>> BEGIN EXERCISE INPUTS

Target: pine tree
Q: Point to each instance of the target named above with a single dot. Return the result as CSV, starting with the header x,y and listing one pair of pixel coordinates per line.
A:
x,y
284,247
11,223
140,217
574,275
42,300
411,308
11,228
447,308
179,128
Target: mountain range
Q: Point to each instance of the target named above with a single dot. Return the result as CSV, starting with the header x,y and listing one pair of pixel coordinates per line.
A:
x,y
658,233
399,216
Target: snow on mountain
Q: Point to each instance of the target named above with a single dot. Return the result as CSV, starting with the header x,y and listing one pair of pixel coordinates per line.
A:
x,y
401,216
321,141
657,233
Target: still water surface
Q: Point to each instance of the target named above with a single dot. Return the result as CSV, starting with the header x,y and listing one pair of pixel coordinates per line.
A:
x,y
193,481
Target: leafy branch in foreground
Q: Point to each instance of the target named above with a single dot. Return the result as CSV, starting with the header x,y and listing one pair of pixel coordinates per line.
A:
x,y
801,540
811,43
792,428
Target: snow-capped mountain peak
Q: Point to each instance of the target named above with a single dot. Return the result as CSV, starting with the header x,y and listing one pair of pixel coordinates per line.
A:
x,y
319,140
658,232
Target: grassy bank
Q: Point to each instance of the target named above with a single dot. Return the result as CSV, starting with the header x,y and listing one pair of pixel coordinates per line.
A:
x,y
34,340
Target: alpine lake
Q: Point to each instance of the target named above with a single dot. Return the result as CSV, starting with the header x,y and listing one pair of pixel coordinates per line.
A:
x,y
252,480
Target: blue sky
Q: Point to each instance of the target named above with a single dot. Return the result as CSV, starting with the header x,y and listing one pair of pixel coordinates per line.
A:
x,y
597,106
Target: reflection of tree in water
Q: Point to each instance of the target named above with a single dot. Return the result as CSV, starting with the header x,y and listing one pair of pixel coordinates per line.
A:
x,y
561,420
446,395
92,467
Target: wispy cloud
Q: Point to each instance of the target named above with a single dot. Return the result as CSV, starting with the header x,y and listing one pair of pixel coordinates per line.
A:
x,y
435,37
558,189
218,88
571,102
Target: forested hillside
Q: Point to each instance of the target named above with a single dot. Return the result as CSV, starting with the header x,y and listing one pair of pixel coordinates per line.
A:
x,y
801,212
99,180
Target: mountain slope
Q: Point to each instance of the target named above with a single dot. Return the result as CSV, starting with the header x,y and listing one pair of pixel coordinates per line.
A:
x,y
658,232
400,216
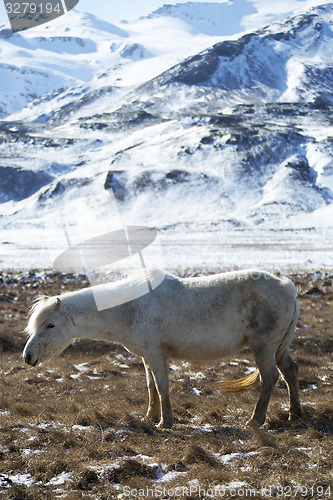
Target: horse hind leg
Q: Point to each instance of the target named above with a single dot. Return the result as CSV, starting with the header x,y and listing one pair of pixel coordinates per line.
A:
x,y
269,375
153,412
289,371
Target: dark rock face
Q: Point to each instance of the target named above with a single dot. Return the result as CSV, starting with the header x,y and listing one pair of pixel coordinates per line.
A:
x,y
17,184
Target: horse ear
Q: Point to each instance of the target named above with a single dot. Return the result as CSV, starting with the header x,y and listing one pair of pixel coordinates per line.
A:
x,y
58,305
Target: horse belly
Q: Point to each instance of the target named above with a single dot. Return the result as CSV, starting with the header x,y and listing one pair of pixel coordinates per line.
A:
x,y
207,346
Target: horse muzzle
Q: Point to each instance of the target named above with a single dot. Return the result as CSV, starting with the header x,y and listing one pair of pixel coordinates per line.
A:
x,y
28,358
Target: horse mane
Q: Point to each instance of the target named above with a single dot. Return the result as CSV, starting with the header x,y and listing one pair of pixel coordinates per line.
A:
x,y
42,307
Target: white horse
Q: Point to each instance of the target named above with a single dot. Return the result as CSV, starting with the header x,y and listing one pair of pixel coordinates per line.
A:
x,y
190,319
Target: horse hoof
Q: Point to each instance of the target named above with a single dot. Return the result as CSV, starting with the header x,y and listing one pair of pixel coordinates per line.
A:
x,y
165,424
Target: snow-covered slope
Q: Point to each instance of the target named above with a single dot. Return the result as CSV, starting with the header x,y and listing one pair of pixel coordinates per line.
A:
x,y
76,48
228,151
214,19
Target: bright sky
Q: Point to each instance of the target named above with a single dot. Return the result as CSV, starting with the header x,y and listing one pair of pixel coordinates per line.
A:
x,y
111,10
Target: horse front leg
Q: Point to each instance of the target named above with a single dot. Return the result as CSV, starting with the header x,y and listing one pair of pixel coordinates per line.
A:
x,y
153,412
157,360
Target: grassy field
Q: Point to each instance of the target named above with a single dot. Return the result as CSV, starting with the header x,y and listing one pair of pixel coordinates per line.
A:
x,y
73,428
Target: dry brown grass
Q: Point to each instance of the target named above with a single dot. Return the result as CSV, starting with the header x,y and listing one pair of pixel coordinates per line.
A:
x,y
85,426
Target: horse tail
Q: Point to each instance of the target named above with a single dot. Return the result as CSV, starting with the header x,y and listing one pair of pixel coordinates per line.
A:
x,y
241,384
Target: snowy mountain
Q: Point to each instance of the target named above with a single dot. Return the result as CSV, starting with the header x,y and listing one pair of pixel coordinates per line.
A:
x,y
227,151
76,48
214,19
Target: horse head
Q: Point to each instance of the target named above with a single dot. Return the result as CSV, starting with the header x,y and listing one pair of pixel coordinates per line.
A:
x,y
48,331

>> END EXERCISE INPUTS

### WRITTEN INSTRUCTION:
Transcribe all the data word for word; the images stay out.

### OUTPUT OF THE EXERCISE:
Target: pine tree
Q: Point to each instance of the target named above with a single dot. Return the result as CSV, starting with the header x,y and listing one pair of pixel coordinates per line.
A:
x,y
284,247
11,223
140,217
574,275
42,300
411,308
11,228
447,308
179,128
Target: mountain range
Q: Point to each instance of the target named above with a single dot. Return the result as CSV, starting with the header x,y and listing one pair of pixel coordinates per line.
A:
x,y
658,233
399,216
Target: snow on mountain
Q: Point to each instance of the target named above with a single dot. Return the result as CSV, starting with the header x,y and listing one pair of pixel coordinates per line.
A:
x,y
401,216
321,141
657,233
Target: still water surface
Q: Point to each instance of the target named above with a single dot. Return the result as CSV, starting with the header x,y and listing one pair of pixel coordinates per line.
A:
x,y
193,481
Target: leafy branch in foreground
Q: Point to each instance of the target named above with a single dot. Return the result as CSV, starting with the header x,y and listing one pair of pixel coordinates per line.
A:
x,y
801,540
811,43
792,428
Target: snow-capped mountain peak
Q: Point to each instance of the target named above with a single dot. Return the result as CSV, starting with the header x,y and listing one pair of pixel coordinates per line.
A:
x,y
319,140
658,232
Target: grassy bank
Q: Point to each instance of the target named above with a single dot. Return the result as CSV, starting with the header x,y and listing one pair of pixel coordinates per line.
A:
x,y
34,340
Target: alpine lake
Q: Point to each instance of the target named above with a single dot. Return the result as CSV, starting with the header x,y and listing one pair of pixel coordinates per line.
A:
x,y
252,480
Target: blue sky
Q: Point to each instance of the target named above with a single dot. Return the result as CSV, starting with the header x,y and listing one pair of pixel coordinates per line.
A:
x,y
597,106
Target: reflection of tree in water
Q: Point to each instance of the target named above with a single dot. Return the result as CSV, starting with the header x,y and listing one pair of pixel coordinates per line.
A:
x,y
561,420
446,395
92,467
Target: wispy cloud
Q: Point to each instance of the target named above with a single dot. Return the result as CSV, starting with the header x,y and listing one pair of pixel coordinates per line.
A:
x,y
435,37
558,189
218,88
571,102
Target: forested hillside
Q: Point to each instance of the target named above with a single dot. Return the result as CSV, starting with the header x,y and listing one pair of pixel coordinates per line.
A:
x,y
801,212
99,180
Target: mountain slope
Q: Point to each instance of the target named above with a single dot. Return the result as CSV, starting with the header x,y and listing one pair of pixel coordinates per line.
A:
x,y
658,232
400,216
Target: horse hind leg
Q: Point to each instance of the target named above with a single dot. Return the result as CSV, starting with the header x,y and listing one pair of pixel coordinates per line.
A:
x,y
269,375
153,412
289,371
Target: dark rock face
Q: Point to each instance of the target named above with a single dot. Return the result as CSV, starting with the header x,y and listing one pair of pixel coordinates per line.
A:
x,y
17,184
Target: horse ear
Q: Point to each instance of the target named above with a single dot. Return the result as CSV, starting with the header x,y and listing one pair of pixel coordinates per line.
A:
x,y
58,305
Target: horse belly
Q: Point to each instance of the target named above with a single dot. Return the result as CSV, starting with the header x,y and listing one pair of pixel coordinates per line.
A:
x,y
207,346
Target: horse muzzle
Q: Point to each instance of the target named above with a single dot. Return the result as CSV, starting with the header x,y and listing one pair of pixel coordinates per line.
A:
x,y
28,358
Target: horse mane
Q: Point to each instance of the target named above with a single dot. Return the result as CSV, starting with the header x,y and listing one pair of pixel coordinates per line.
A:
x,y
42,307
Target: white horse
Q: Point to each instance of the target named above with a single dot. Return the result as CSV, starting with the header x,y and listing one pair of pixel coordinates per line.
A:
x,y
190,319
Target: horse hoof
Q: Point to each instance of the target named above with a single dot. Return the result as CSV, starting with the header x,y and listing one pair of pixel coordinates per line.
A:
x,y
165,424
Target: snow-covered slope
Q: Point to each instance of the target named above with a single dot. Return the result as CSV, starting with the header x,y and listing one pair of pixel coordinates per line.
A:
x,y
76,48
228,151
214,19
Target: bright sky
Q: Point to each instance of the target named above with a single dot. Return the result as CSV, starting with the header x,y and listing one pair of pixel coordinates per line.
A:
x,y
111,10
Target: horse front leg
Q: Point to each instance of the target named above with a single dot. Return the result as CSV, starting with the header x,y and listing one pair of pixel coordinates per line.
A:
x,y
153,412
157,360
Target: grassy field
Q: Point to each instance of the target named above with a single dot. Return the result as CSV, starting with the header x,y and listing one pair of pixel coordinates per line.
A:
x,y
73,428
Target: dry brown grass
Q: Point to each instance of the target named above with a single dot. Return the result as CSV, starting with the header x,y and listing one pair of pixel coordinates per line.
A:
x,y
85,426
Target: horse tail
Q: Point to each instance of the target named above with a single dot. Return the result as CSV, starting with the header x,y and listing one pair of pixel coordinates per line.
A:
x,y
241,384
Target: snowy mountain
Q: Point to each instance of the target named above with a single dot. Return the result as CSV, starting with the header x,y and listing one pair of pixel coordinates per line.
A:
x,y
227,151
76,48
214,19
Target: horse head
Q: Point to each instance of the target named above with a single dot. Return the result as CSV, starting with the header x,y and listing one pair of pixel coordinates per line.
A:
x,y
48,331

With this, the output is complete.